Please pull out every line of the entries below that contains the word "purple". Case counts.

**Material for this task**
-- START --
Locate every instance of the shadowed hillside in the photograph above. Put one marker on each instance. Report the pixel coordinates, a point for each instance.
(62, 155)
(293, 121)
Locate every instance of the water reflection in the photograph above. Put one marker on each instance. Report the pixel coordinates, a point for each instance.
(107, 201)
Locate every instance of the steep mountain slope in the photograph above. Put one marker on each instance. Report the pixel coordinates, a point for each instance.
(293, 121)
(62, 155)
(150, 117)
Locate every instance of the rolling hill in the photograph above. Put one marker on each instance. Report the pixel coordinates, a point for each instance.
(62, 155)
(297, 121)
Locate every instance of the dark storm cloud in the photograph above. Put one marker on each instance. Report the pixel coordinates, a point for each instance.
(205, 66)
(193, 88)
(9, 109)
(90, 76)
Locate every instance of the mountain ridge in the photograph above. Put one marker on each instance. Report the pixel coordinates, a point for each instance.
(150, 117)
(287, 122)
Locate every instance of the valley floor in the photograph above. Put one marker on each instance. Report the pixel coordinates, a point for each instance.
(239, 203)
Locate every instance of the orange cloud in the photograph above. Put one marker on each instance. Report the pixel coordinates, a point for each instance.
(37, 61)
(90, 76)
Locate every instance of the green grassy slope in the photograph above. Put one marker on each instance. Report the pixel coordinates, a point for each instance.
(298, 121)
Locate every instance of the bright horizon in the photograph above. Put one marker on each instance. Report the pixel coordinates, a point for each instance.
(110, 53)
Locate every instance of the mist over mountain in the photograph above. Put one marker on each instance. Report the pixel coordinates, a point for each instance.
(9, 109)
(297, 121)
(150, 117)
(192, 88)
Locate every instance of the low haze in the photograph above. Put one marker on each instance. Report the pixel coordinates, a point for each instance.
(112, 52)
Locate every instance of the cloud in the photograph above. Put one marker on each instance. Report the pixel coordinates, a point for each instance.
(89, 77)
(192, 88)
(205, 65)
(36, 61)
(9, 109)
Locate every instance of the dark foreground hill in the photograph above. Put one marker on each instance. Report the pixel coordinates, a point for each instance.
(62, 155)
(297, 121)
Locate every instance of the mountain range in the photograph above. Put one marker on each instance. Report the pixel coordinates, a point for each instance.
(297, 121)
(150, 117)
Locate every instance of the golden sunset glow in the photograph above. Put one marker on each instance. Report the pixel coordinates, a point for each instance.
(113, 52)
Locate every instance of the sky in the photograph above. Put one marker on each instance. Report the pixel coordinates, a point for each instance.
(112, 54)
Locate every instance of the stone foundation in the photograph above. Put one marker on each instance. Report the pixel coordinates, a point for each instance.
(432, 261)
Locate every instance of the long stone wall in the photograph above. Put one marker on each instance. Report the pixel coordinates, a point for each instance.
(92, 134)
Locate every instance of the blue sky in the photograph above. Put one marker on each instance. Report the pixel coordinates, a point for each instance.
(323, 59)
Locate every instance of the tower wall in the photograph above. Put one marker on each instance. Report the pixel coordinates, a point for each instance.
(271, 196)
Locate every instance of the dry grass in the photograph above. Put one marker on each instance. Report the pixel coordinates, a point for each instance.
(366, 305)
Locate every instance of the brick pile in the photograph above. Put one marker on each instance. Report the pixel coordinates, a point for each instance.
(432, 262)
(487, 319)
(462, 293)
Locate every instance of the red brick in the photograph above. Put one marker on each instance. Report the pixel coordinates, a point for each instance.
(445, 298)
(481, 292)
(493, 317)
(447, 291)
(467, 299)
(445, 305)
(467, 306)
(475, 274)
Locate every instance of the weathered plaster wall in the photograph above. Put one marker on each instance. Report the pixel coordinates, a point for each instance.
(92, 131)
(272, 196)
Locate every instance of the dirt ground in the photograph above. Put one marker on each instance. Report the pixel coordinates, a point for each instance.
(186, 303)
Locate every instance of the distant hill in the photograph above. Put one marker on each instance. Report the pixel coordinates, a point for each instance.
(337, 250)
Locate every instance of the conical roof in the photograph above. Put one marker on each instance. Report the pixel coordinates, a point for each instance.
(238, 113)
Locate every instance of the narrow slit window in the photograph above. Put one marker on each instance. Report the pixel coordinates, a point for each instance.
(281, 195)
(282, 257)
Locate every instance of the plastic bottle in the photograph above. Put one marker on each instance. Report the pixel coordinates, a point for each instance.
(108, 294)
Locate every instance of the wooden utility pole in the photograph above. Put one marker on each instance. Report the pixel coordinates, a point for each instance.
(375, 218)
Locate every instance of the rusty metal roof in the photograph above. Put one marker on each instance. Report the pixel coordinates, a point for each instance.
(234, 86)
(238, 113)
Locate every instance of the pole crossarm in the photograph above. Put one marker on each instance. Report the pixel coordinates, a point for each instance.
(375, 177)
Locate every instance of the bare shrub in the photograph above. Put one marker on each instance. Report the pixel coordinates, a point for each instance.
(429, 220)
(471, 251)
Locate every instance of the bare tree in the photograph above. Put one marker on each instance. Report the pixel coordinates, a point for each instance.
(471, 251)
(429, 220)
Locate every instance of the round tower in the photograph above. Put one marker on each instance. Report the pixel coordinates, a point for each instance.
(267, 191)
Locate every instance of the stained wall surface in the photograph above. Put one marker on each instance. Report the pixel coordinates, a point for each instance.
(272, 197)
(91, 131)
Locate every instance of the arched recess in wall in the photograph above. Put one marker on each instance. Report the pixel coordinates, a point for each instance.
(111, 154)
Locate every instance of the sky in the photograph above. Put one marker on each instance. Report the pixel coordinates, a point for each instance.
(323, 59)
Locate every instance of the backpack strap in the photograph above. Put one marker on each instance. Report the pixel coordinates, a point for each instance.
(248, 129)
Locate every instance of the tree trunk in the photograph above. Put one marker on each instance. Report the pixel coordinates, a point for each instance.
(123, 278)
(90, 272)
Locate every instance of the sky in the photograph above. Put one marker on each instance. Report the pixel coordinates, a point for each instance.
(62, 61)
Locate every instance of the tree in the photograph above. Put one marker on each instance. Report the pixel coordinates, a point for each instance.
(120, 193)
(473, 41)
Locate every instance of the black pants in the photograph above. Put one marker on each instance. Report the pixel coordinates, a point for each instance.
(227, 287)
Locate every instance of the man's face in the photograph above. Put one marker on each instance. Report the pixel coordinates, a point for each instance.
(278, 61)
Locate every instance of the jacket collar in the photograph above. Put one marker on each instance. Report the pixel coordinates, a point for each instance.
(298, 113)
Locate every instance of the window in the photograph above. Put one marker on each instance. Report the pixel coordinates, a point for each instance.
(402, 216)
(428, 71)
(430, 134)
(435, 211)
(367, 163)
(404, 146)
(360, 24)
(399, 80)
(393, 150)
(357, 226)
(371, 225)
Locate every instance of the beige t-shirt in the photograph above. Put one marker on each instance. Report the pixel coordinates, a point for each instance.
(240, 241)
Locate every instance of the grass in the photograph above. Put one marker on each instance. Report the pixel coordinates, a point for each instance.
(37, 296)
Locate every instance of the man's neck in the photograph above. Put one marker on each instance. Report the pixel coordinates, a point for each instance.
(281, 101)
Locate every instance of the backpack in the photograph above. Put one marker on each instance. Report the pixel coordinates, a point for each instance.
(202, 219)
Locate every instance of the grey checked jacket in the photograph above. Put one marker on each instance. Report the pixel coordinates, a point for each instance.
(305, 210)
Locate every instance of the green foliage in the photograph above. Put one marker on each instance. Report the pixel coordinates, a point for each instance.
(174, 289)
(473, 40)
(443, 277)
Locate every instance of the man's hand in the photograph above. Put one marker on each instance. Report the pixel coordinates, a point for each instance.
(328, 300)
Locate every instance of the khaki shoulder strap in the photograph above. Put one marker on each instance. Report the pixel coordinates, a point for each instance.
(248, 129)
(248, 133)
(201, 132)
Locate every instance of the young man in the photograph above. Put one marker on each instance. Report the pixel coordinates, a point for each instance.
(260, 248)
-- END --
-- START --
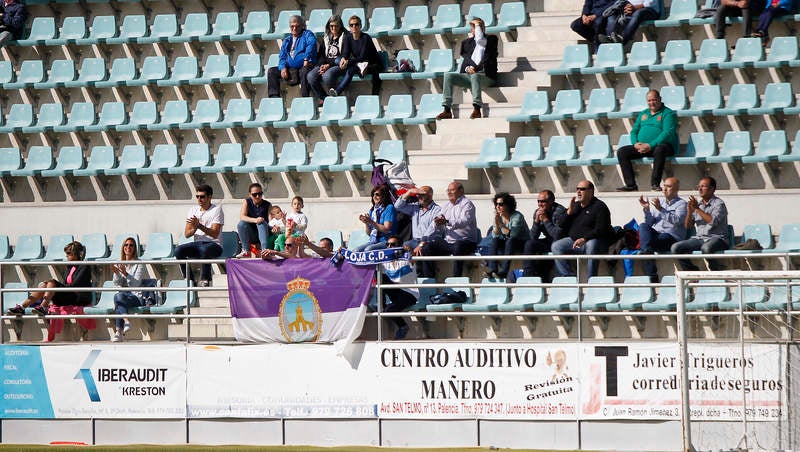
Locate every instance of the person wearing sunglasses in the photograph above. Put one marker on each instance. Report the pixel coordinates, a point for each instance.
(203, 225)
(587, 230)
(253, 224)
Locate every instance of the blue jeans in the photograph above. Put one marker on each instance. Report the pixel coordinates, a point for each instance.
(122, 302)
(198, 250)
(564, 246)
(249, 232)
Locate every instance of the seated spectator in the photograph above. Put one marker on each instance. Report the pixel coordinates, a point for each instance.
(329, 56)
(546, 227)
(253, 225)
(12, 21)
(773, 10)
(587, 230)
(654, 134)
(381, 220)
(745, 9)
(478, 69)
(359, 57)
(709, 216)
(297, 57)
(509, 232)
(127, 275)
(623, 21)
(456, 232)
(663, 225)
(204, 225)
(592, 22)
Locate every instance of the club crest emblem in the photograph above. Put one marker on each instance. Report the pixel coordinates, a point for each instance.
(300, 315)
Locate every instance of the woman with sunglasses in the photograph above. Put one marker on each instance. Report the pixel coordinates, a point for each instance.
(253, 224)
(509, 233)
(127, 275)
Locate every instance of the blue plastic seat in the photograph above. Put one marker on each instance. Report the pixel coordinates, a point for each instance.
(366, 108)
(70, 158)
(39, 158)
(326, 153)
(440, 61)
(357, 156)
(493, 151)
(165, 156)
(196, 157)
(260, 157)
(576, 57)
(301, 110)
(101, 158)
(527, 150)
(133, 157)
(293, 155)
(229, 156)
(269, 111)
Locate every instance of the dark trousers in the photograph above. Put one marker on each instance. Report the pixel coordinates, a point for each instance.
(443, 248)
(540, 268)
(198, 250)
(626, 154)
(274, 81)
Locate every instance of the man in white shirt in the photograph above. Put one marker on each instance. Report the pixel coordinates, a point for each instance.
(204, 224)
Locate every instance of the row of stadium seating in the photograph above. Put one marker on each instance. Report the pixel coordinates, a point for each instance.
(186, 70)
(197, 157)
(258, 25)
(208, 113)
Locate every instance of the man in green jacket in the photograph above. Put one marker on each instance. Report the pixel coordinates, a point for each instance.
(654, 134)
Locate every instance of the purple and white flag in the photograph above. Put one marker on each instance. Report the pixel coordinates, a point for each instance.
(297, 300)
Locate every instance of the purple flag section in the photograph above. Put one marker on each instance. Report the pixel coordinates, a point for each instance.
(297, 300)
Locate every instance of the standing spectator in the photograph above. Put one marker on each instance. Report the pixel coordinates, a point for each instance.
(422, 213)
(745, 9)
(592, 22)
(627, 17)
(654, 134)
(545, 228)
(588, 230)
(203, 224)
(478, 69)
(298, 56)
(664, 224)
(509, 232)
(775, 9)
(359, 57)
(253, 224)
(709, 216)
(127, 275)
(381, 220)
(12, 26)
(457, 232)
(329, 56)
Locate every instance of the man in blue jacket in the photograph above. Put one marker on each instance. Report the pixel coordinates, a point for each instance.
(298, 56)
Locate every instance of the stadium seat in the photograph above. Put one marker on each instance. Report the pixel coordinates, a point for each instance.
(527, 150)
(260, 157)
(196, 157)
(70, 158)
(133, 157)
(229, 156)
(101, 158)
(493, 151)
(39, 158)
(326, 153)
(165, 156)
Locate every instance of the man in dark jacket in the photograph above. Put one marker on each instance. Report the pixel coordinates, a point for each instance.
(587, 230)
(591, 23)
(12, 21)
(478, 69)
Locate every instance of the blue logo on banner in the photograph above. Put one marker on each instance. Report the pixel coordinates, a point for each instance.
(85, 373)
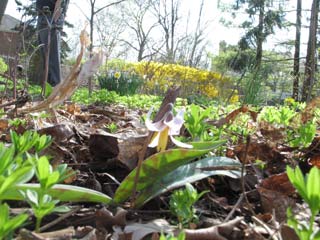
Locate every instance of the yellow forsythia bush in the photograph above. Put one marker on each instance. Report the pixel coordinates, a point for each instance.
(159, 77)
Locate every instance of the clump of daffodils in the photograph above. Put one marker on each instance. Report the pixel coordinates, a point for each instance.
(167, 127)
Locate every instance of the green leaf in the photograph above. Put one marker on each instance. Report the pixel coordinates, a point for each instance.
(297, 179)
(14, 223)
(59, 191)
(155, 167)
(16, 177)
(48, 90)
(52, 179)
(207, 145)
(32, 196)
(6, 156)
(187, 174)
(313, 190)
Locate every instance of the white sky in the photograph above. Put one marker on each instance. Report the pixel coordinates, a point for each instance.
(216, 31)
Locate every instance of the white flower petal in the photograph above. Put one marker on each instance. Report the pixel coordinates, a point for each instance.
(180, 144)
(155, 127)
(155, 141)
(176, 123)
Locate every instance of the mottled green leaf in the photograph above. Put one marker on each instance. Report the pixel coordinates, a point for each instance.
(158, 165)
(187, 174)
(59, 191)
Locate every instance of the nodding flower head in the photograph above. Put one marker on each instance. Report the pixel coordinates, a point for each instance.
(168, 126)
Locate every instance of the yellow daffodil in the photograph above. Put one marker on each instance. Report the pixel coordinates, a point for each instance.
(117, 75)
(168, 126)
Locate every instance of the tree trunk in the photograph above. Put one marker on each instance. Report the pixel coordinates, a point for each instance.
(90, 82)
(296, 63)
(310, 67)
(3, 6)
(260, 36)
-- END --
-- START --
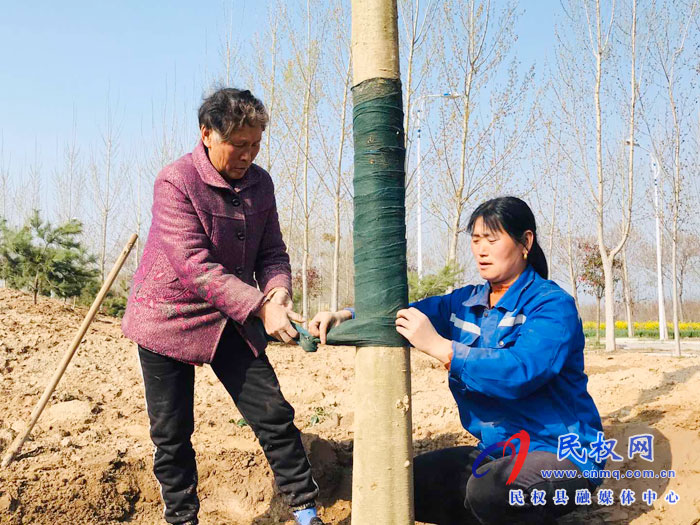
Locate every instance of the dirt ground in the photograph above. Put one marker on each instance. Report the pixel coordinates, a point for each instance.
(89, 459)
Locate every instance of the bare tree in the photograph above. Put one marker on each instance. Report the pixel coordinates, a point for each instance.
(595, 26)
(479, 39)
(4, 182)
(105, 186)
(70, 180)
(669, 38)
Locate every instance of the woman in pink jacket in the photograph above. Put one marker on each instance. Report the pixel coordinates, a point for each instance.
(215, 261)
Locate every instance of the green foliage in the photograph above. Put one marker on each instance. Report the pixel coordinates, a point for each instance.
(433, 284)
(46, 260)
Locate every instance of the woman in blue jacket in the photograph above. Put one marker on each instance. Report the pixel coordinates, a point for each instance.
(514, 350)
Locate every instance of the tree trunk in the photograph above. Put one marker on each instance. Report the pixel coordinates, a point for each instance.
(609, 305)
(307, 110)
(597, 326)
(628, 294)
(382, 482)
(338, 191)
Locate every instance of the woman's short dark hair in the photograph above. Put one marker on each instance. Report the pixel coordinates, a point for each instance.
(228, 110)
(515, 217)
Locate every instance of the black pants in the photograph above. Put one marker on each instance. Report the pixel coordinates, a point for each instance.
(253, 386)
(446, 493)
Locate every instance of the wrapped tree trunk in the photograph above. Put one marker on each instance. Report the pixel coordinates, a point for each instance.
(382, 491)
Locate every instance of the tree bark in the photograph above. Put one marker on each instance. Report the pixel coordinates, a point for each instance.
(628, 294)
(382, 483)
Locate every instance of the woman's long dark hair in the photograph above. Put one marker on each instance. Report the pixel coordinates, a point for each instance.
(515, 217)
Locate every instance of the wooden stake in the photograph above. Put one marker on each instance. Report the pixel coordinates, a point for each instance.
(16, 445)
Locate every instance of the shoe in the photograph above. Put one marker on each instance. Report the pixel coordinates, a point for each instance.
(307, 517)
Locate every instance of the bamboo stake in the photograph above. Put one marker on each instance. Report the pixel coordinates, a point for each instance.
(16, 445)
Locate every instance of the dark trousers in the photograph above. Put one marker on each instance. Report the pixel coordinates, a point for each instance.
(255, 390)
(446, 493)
-- END --
**Output of the task**
Locate every instance of the purple and white flag in the photograph above. Put one marker on each instance. Report the pixel coordinates, a point for each instance.
Locate every instance of the purple flag section in the photograph above. Put one marker on each instance. Report the pixel coordinates, a point for each instance.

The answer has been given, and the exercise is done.